Exercise requirements
[1] According to the article on athlete nutrition basics, why should you eat every three to four hours? Answer in one to three sentences.
[2] Rewrite the stretch of the athlete nutrition article from "If you don't" through "a solid foundation.", changing "solid foundation" to "firm base".

Extract
[Start of Attachment]

Creating an effective nutrition plan can be overwhelming. You're bombarded with so much information about what you should and shouldn't do. It's tough to figure out where to even start.
To make matters worse, the information seems to change daily. For example, carbs were once thought of as the enemy, but now they are viewed as an essential nutrient that cannot and should not be ignored.
If you don't have a plan in place, detailed and backed up by extensive research, the best thing you can do is focus on the basics. There are ways to optimize your nutrition, but you need to start with a solid foundation.
We spoke with Tavis Piattoly, sports dietitian for the New Orleans Saints and co-founder of My Sports Dietician, and he identified three basic nutrition elements for athletes.
Eat More Often
It's critical to eat more often and not space out your meals too far apart. "Eating every three to four hours will help maintain your blood sugar levels, and it will prevent you from overeating," explains Piattoly.
This all starts with a balanced breakfast. "You're coming off a long period of time when your body isn't getting any calories," he adds. "[Breakfast] fuels your muscles and helps you maintain both healthy blood glucose levels and your performance."
Breakfast has even shown to prevent overeating later in the day and to help prevent muscle breakdown if you work out early in the morning.
Consume Quality Foods
Piattoly recommends focusing on the quality of the food you eat. "You want to reduce your chance of injury or heal from an injury faster with the foods that you eat," he says.
How do you do this? Consume a good balance of fruits and vegetables, which are often lacking in athletes' diets. "Fruits and veggies enhance your immune system, reduce your chance of infection and reduce soreness," he says. "They'll help you get back on the field faster and prevent you from getting off the field too soon."
Find more high-quality food options here.
Create a Plan
To ensure you that can actually implement the first two strategies, you must establish a nutrition plan. "One of the reasons we don't eat as often as we should or consume high-quality food is we don't really think of nutrition as the most important component of everything else that's going to follow," says Piattoly.
Without a plan, you may not be prepared to eat high-quality foods throughout the day, especially if you have a busy schedule.
Piattoly recommends prepping a week's worth of snacks or meals on the weekend. "It takes 25 seconds to make a peanut butter and jelly sandwich, which you can do on a Sunday night. You can also pack veggies, fruit and nutrition bars in a baggie, so that way you don't miss out on eating at the right times."

[End of Attachment]

Records from a data collection
[Start of Attachment]

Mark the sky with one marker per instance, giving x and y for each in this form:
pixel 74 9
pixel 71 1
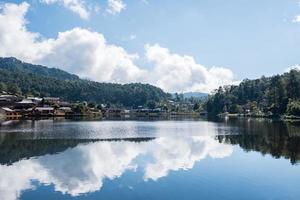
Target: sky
pixel 180 46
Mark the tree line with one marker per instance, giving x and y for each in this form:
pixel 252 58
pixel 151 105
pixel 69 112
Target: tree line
pixel 26 79
pixel 268 96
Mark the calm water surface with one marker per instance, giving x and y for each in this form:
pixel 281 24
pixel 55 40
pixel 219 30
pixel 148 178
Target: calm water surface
pixel 236 159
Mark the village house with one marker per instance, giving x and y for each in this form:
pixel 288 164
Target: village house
pixel 51 100
pixel 41 111
pixel 7 100
pixel 7 112
pixel 62 111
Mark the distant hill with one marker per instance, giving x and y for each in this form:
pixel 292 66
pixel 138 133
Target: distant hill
pixel 268 96
pixel 16 66
pixel 19 77
pixel 195 95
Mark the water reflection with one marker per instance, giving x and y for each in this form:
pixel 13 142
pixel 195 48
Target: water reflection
pixel 76 158
pixel 83 168
pixel 278 139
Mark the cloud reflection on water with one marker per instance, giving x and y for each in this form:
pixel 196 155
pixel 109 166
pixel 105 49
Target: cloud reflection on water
pixel 82 169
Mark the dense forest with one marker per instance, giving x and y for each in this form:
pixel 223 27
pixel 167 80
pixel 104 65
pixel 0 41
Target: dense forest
pixel 26 79
pixel 273 96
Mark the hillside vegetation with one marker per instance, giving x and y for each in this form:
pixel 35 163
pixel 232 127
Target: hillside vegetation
pixel 273 96
pixel 27 79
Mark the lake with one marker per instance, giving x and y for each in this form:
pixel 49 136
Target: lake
pixel 187 159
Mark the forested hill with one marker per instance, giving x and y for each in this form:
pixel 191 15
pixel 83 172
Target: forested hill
pixel 273 96
pixel 14 65
pixel 27 79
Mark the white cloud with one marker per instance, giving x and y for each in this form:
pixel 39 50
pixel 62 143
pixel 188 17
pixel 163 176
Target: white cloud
pixel 77 6
pixel 297 19
pixel 175 72
pixel 115 6
pixel 88 54
pixel 292 67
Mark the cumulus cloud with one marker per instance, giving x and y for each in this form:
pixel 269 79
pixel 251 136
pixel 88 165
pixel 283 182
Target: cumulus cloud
pixel 89 55
pixel 175 72
pixel 80 170
pixel 115 6
pixel 292 67
pixel 297 19
pixel 77 6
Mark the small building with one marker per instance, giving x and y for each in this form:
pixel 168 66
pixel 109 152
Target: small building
pixel 7 112
pixel 41 111
pixel 51 100
pixel 36 100
pixel 25 104
pixel 7 100
pixel 62 111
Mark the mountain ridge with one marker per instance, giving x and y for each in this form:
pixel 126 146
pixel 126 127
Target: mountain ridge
pixel 28 79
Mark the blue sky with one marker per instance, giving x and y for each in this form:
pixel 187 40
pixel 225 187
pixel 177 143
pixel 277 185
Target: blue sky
pixel 249 37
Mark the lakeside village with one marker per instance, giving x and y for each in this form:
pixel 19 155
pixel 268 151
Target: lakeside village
pixel 16 107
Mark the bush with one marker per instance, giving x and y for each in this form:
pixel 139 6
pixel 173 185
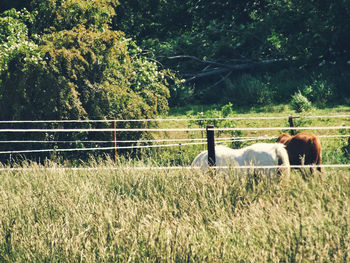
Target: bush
pixel 300 103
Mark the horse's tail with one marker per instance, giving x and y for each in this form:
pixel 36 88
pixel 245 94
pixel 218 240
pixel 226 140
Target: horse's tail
pixel 282 158
pixel 316 151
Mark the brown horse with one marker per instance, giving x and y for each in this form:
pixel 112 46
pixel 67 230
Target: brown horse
pixel 303 148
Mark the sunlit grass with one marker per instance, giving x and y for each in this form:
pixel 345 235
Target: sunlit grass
pixel 110 214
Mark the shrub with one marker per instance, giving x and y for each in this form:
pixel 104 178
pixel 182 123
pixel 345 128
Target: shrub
pixel 300 103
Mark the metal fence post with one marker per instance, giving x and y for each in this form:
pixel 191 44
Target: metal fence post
pixel 291 124
pixel 211 145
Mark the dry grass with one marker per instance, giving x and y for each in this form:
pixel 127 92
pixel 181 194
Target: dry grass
pixel 116 215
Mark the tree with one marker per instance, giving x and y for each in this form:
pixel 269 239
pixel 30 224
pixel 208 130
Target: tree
pixel 82 72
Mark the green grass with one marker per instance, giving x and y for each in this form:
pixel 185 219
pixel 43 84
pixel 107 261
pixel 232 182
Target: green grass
pixel 116 215
pixel 112 214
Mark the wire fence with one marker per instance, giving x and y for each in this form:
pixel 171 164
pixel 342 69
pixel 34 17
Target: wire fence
pixel 154 143
pixel 119 168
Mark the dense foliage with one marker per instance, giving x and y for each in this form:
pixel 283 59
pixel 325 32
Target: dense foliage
pixel 312 39
pixel 62 61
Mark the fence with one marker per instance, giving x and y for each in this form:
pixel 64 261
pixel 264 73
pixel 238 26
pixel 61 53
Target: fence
pixel 209 141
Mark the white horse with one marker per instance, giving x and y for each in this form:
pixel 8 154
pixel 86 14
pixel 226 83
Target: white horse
pixel 259 154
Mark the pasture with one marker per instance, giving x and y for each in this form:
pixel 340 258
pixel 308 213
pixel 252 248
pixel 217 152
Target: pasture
pixel 109 214
pixel 114 212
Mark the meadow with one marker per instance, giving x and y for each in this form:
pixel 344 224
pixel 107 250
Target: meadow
pixel 115 212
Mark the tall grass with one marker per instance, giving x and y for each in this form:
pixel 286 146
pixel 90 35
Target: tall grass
pixel 110 214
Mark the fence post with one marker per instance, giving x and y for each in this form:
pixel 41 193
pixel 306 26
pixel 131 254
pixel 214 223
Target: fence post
pixel 115 139
pixel 211 145
pixel 291 124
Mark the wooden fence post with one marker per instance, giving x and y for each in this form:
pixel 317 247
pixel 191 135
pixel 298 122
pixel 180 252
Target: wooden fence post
pixel 115 139
pixel 211 145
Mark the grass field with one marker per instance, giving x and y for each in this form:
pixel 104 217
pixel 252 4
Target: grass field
pixel 107 213
pixel 116 215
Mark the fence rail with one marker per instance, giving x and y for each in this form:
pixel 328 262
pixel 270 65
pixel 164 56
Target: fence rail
pixel 169 167
pixel 177 119
pixel 155 143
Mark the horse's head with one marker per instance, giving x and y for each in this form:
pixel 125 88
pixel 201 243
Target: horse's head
pixel 284 138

[End of Attachment]

Answers given
[1] Eating every three to four hours helps keep your blood sugar levels steady. It also prevents you from overeating.

[2]
If you don't have a plan in place, detailed and backed up by extensive research, the best thing you can do is focus on the basics. There are ways to optimize your nutrition, but you need to start with a firm base.